L'Article 13 ou l'Auberge du daguet - ZazaofAuffes [Concours d'une feuille]

Bon, faut rappeler que mon avis est tout à fait subjectif, même si bien sûr je m'efforce d'interroger mes ressentis afin de pouvoir formuler des remarques un minimum constructives, donc si tu n'es pas d'accord mets un commentaire pour protester poliment/m'engueuler. Pareil si quelque chose ne te semble pas clair, si tu as des questions, besoin d'un conseil ou que sais-je ! Si tu veux connaître tes notes après l'annonce des gagnants, signale-le et je te les transmettrai !

* _CONSIGNE_
Recopiez le passage du texte donné qui s'ouvre sur les mots contenant « L'Article 13 ou » et se ferme sur « les transmettrai ! », en substituant « message » à « commentaire ».

* _DONNÉES ENREGISTRÉES_
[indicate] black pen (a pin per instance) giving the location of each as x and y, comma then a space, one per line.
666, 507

* _CORRIGÉ_
L'Article 13 ou l'Auberge du daguet - ZazaofAuffes [Concours d'une feuille]

Bon, faut rappeler que mon avis est tout à fait subjectif, même si bien sûr je m'efforce d'interroger mes ressentis afin de pouvoir formuler des remarques un minimum constructives, donc si tu n'es pas d'accord mets un message pour protester poliment/m'engueuler. Pareil si quelque chose ne te semble pas clair, si tu as des questions, besoin d'un conseil ou que sais-je ! Si tu veux connaître tes notes après l'annonce des gagnants, signale-le et je te les transmettrai !